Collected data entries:
***

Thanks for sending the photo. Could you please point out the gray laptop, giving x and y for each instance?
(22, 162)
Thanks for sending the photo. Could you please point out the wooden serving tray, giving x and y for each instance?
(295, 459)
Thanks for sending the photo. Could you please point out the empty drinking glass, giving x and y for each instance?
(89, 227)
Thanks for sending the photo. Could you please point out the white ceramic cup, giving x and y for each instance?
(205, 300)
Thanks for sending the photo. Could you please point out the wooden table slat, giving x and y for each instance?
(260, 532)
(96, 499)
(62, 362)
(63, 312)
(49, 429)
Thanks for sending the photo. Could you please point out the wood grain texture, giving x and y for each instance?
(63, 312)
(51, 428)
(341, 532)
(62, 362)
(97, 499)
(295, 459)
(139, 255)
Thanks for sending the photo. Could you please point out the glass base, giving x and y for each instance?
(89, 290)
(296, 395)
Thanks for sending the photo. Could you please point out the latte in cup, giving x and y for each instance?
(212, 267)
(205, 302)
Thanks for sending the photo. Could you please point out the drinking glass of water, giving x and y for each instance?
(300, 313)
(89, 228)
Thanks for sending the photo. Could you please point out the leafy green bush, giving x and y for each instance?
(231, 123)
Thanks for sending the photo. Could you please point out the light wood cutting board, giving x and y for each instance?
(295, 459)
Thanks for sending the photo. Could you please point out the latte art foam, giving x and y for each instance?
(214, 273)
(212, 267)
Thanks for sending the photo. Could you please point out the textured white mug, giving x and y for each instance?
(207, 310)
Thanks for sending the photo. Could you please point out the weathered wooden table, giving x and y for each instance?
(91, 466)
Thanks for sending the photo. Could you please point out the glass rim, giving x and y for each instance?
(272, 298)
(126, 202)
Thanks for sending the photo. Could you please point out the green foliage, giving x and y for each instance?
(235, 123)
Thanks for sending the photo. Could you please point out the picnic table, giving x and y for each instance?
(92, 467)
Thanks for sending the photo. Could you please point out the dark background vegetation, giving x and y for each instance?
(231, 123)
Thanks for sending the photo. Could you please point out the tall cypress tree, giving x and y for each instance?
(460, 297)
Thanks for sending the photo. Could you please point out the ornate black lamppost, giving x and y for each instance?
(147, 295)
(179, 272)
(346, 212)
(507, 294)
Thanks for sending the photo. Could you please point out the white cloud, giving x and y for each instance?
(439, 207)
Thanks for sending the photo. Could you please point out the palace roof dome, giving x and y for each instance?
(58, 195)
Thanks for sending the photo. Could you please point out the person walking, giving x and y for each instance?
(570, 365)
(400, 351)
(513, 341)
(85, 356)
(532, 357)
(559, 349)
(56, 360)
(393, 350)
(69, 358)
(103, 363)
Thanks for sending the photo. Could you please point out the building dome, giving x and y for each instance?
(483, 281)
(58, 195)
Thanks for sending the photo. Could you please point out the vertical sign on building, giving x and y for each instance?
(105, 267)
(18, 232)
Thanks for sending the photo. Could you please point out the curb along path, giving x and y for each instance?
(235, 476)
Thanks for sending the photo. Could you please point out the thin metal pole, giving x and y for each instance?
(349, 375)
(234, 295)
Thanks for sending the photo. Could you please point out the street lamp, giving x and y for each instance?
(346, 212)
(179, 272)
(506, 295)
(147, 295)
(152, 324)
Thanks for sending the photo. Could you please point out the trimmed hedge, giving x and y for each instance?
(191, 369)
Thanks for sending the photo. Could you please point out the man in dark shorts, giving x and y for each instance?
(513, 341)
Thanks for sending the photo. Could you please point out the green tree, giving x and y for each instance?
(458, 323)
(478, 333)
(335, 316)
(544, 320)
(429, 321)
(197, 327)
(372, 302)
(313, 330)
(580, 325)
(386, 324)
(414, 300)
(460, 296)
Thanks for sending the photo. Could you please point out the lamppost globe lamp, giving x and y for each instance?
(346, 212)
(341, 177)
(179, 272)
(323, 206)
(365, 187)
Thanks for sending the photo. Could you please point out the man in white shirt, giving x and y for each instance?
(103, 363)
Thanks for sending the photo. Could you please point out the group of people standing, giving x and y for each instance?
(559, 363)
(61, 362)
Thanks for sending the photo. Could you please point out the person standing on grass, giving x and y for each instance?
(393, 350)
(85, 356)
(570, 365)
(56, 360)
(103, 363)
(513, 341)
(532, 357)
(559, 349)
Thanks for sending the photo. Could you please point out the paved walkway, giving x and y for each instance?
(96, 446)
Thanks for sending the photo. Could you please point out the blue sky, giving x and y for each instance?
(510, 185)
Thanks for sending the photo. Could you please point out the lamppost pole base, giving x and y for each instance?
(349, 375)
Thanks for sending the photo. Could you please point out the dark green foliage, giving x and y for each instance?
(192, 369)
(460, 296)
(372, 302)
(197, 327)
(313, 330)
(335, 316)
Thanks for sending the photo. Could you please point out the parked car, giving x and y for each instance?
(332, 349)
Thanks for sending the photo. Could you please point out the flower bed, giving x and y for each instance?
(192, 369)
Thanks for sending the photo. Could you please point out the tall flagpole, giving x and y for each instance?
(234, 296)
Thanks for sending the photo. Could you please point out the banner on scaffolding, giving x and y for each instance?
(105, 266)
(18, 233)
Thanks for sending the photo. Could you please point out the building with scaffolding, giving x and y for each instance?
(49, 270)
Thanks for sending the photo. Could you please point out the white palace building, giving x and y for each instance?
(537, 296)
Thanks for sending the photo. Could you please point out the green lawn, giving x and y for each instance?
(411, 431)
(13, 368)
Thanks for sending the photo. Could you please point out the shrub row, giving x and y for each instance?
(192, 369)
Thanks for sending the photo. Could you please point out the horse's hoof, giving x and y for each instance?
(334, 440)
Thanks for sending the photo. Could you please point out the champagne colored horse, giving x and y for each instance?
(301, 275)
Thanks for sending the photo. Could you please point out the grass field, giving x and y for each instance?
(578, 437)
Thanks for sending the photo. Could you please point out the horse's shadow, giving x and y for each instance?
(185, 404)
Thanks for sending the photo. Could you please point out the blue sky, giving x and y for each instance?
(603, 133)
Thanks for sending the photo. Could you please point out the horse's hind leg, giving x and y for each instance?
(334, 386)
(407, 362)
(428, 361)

***

What is needed: Repeat only the lines running from the line that contains "walkway, giving x and y for each instance?" through the last line above, inclusive.

Answer to the problem:
Thanks for sending the photo. Could you please point out the paved walkway, giving x and y for each instance?
(96, 446)
Thanks for sending the photo. Could you please point out the blue sky, giving x and y for each instance?
(510, 185)
Thanks for sending the photo. Could you please point out the lamppost pole base, giving x and y for each instance?
(349, 375)
Thanks for sending the photo. Could you please point out the dark green foliage, giving x and y for each instance?
(192, 369)
(460, 296)
(372, 302)
(197, 327)
(313, 330)
(335, 316)
Thanks for sending the photo. Could you please point out the parked car, giving x and y for each instance?
(332, 349)
Thanks for sending the photo. Could you please point out the flower bed, giving x and y for each instance?
(192, 369)
Thanks for sending the photo. Could you please point out the tall flagpole, giving x and y for each instance?
(234, 296)
Thanks for sending the photo. Could you please point out the banner on scaffolding, giving x and y for each instance?
(105, 266)
(18, 233)
Thanks for sending the photo. Could you please point out the building with scaffolding, giving x and y for each instance?
(49, 270)
Thanks for sending the photo. Could you please point out the white palace building, giving x and y for each instance?
(537, 296)
Thanks for sending the photo. Could you please point out the green lawn, giving x and y for each instance?
(411, 431)
(13, 368)
Thanks for sending the photo. Could you please point out the shrub row, giving x and y for each instance?
(192, 369)
Thanks for sending the photo. Could you please point out the horse's hoof, giving x and y for each instance?
(334, 440)
Thanks for sending the photo. Could you please point out the champagne colored horse, giving x and y for each instance?
(301, 275)
Thanks for sending the photo. Could you please point out the grass field, giving x and y for each instance?
(578, 437)
Thanks for sending the photo. Could you please point out the horse's shadow, giving x and y for each instance?
(185, 404)
Thanks for sending the photo. Could you please point out the blue sky, giving x and y for each instance?
(603, 133)
Thanks for sending the photo. Could you please point out the horse's hind leg, giving x and y for each instance?
(334, 386)
(407, 362)
(428, 361)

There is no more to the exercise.